== Written exercise ==
Format the rows as a Markdown table with two columns, No. and Text, giving a row number and each line with blank lines left out. Leave the pictures out of the table.

== Extracted entries ==
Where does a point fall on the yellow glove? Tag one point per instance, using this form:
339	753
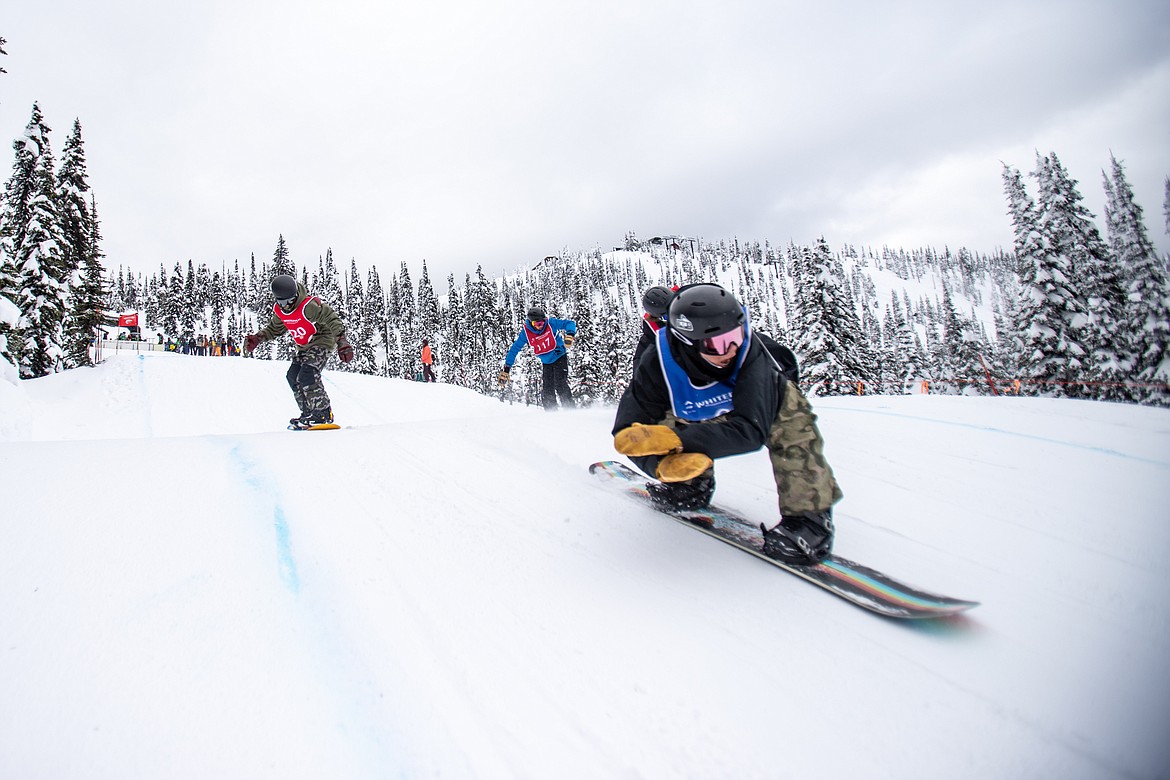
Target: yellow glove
682	467
646	440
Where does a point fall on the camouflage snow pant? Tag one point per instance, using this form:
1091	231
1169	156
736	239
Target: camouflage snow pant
804	480
304	378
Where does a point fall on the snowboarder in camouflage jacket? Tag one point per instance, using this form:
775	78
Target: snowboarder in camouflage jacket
708	387
317	330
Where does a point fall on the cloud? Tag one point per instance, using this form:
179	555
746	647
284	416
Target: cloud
497	133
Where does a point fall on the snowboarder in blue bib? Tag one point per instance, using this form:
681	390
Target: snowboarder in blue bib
550	340
708	387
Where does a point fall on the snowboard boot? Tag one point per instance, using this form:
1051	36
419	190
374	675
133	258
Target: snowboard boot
802	539
693	494
317	416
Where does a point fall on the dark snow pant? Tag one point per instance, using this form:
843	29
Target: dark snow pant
556	385
304	378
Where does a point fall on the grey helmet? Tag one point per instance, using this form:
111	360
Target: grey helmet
284	290
701	311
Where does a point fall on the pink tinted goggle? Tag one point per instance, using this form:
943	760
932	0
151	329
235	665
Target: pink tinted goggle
722	343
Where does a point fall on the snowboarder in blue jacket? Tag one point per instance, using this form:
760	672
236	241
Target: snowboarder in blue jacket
550	340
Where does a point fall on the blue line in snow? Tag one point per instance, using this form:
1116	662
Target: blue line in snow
1101	450
284	551
284	561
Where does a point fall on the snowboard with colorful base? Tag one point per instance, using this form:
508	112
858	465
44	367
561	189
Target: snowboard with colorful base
852	581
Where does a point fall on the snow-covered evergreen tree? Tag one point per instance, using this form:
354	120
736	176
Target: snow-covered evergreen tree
1091	277
87	296
1051	316
1147	290
31	236
827	336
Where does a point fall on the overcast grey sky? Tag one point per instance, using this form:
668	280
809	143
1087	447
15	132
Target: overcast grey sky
497	132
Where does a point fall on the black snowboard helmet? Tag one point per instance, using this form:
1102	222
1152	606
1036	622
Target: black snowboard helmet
284	290
656	301
701	311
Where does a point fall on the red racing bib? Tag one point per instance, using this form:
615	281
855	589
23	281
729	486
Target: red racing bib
296	323
543	342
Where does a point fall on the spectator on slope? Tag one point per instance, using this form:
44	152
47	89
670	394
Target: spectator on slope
708	387
317	330
550	340
428	375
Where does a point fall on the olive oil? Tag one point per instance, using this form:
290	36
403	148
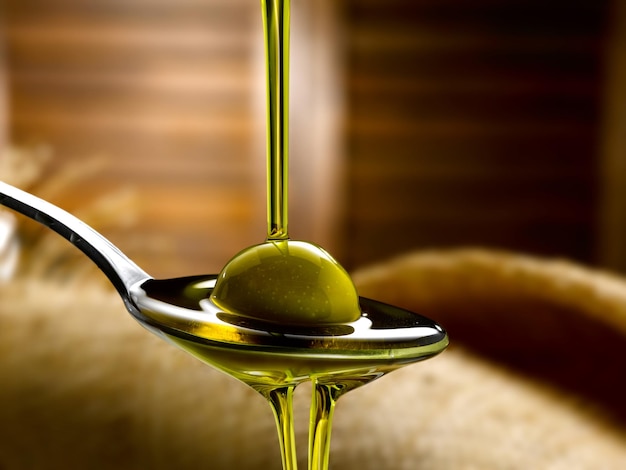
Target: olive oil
284	312
273	359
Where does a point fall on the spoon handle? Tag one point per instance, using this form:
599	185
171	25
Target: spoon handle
120	270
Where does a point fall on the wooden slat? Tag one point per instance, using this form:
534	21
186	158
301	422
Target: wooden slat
473	123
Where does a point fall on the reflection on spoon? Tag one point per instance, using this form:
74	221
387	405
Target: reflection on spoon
271	357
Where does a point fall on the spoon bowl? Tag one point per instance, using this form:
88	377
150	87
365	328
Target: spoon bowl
271	354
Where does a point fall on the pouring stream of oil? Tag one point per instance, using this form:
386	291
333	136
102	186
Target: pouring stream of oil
280	313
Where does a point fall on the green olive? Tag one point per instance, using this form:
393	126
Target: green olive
287	282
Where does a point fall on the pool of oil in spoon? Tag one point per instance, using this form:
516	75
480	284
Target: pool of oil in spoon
273	360
383	338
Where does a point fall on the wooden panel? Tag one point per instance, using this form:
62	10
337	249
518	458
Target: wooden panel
164	92
171	93
612	226
473	123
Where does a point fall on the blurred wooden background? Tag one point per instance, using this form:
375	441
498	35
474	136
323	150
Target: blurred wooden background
415	123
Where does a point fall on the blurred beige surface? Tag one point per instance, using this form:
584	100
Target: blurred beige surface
84	386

== Task solution ==
| No. | Text |
|---|---|
| 1 | Where does a point fall on the yellow glove? Tag one point per instance, using this form: |
| 2 | 339	753 |
| 3 | Target: yellow glove |
| 4 | 682	467 |
| 5 | 646	440 |
| 6 | Where does a point fall on the camouflage snow pant? Tag one point per instance, using this form: |
| 7 | 1091	231 |
| 8 | 1169	156 |
| 9 | 736	239 |
| 10 | Target: camouflage snow pant |
| 11 | 804	480 |
| 12 | 304	378 |
| 13 | Where does a point fall on the snowboarder in camouflage jacket? Tag one point per instance, using this form: |
| 14 | 775	78 |
| 15 | Target: snowboarder in camouflage jacket |
| 16 | 708	387 |
| 17 | 317	330 |
| 18 | Where does a point fall on the cloud? Tag one point per instance, using this form: |
| 19 | 179	555 |
| 20 | 746	647 |
| 21 | 284	416 |
| 22 | Target: cloud |
| 23 | 497	133 |
| 24 | Where does a point fall on the snowboarder in blue bib? Tag one point per instance, using this form: |
| 25 | 681	390 |
| 26 | Target: snowboarder in blue bib |
| 27 | 550	340 |
| 28 | 708	387 |
| 29 | Where does a point fall on the snowboard boot? Tag one point per instance, using this form: |
| 30 | 1051	36 |
| 31 | 419	190 |
| 32 | 374	675 |
| 33 | 133	258 |
| 34 | Target: snowboard boot |
| 35 | 802	539 |
| 36 | 693	494 |
| 37 | 317	416 |
| 38 | Where does a point fall on the dark snow pant? Tag one point per instance, using this form: |
| 39 | 843	29 |
| 40 | Target: dark snow pant |
| 41 | 556	385 |
| 42 | 304	378 |
| 43 | Where does a point fall on the grey helmet? Tag one point per instance, using this form: |
| 44 | 111	360 |
| 45 | Target: grey helmet |
| 46 | 284	290 |
| 47 | 701	311 |
| 48 | Where does a point fall on the pink tinted goggle? Tag one point per instance, using this form: |
| 49 | 943	760 |
| 50 | 932	0 |
| 51 | 151	329 |
| 52 | 235	665 |
| 53 | Target: pink tinted goggle |
| 54 | 722	343 |
| 55 | Where does a point fall on the snowboarder in blue jacket? Tag one point per instance, using this form: |
| 56 | 760	672 |
| 57 | 236	241 |
| 58 | Target: snowboarder in blue jacket |
| 59 | 550	340 |
| 60 | Where does a point fall on the blue line in snow? Tag one point per instance, using this form: |
| 61 | 1116	662 |
| 62 | Target: blue line in snow |
| 63 | 1101	450 |
| 64 | 284	551 |
| 65 | 284	561 |
| 66 | Where does a point fall on the snowboard with colorful base? Tag one point per instance, using this form: |
| 67 | 508	112 |
| 68 | 858	465 |
| 69 | 44	367 |
| 70 | 561	189 |
| 71 | Target: snowboard with colorful base |
| 72 | 852	581 |
| 73 | Where does a point fall on the snow-covered evergreen tree? Tag one point per instance, using this form: |
| 74 | 354	120 |
| 75 | 736	176 |
| 76 | Target: snow-covered evergreen tree |
| 77 | 1091	277 |
| 78 | 87	296 |
| 79 | 1051	316 |
| 80 | 1147	290 |
| 81 | 31	236 |
| 82 | 827	336 |
| 83 | Where does a point fall on the overcast grey sky? Tag one point per instance, using this form: |
| 84 | 668	280 |
| 85 | 809	143 |
| 86 | 1087	447 |
| 87 | 15	132 |
| 88 | Target: overcast grey sky |
| 89 | 497	132 |
| 90 | Where does a point fall on the black snowboard helmet? Tag one point per instance, using this form: |
| 91 | 1102	222 |
| 92 | 1152	606 |
| 93 | 1036	622 |
| 94 | Target: black snowboard helmet |
| 95 | 284	290 |
| 96 | 656	301 |
| 97 | 701	311 |
| 98 | Where does a point fall on the red racing bib? Tag one point per instance, using this form: |
| 99 | 615	281 |
| 100 | 855	589 |
| 101 | 23	281 |
| 102 | 729	486 |
| 103 | Target: red racing bib |
| 104 | 296	323 |
| 105 | 543	342 |
| 106 | Where does a point fall on the spectator on slope? Tag one point per instance, using this form: |
| 107 | 44	152 |
| 108 | 47	89 |
| 109 | 670	394 |
| 110 | Target: spectator on slope |
| 111 | 708	387 |
| 112 | 317	330 |
| 113 | 550	340 |
| 114 | 428	375 |
| 115 | Where does a point fall on the olive oil? Tag one point per instance, using this form: |
| 116 | 290	36 |
| 117 | 403	148 |
| 118 | Target: olive oil |
| 119 | 284	312 |
| 120 | 273	359 |
| 121 | Where does a point fall on the spoon handle? Tag one point per instance, using this form: |
| 122 | 599	185 |
| 123 | 171	25 |
| 124 | Target: spoon handle |
| 125 | 120	270 |
| 126 | Where does a point fall on the wooden slat? Tag one point per instance, using this form: |
| 127 | 534	21 |
| 128 | 186	158 |
| 129 | 301	422 |
| 130 | Target: wooden slat |
| 131 | 473	123 |
| 132 | Where does a point fall on the reflection on spoon? Tag one point per instance, using this form: |
| 133 | 74	221 |
| 134 | 387	405 |
| 135 | Target: reflection on spoon |
| 136 | 271	357 |
| 137 | Where does a point fall on the spoon bowl? Tag one point per instance, using this form: |
| 138 | 88	377 |
| 139 | 150	87 |
| 140 | 365	328 |
| 141 | Target: spoon bowl |
| 142 | 271	354 |
| 143 | Where does a point fall on the pouring stream of oil? Tag one point per instance, using this form: |
| 144 | 386	291 |
| 145 | 333	136 |
| 146 | 102	186 |
| 147 | Target: pouring stream of oil |
| 148 | 280	313 |
| 149 | Where does a point fall on the green olive? Tag one point per instance, using this form: |
| 150 | 393	126 |
| 151 | Target: green olive |
| 152 | 287	282 |
| 153 | Where does a point fall on the pool of oil in spoon? Tag one point per instance, using this form: |
| 154 | 516	75 |
| 155 | 480	284 |
| 156 | Target: pool of oil in spoon |
| 157 | 273	360 |
| 158 | 383	338 |
| 159 | Where does a point fall on the wooden panel? Tag one point per instance, using this form: |
| 160 | 62	10 |
| 161 | 337	249 |
| 162 | 518	458 |
| 163 | Target: wooden panel |
| 164 | 164	92 |
| 165 | 171	93 |
| 166 | 612	226 |
| 167 | 473	123 |
| 168 | Where does a point fall on the blurred wooden background? Tag one point per instance, using this form: |
| 169 | 375	441 |
| 170 | 498	35 |
| 171 | 474	136 |
| 172 | 323	150 |
| 173 | Target: blurred wooden background |
| 174 | 415	123 |
| 175 | Where does a point fall on the blurred beige surface? Tag one point per instance, using this form: |
| 176 | 584	100 |
| 177 | Target: blurred beige surface |
| 178 | 84	386 |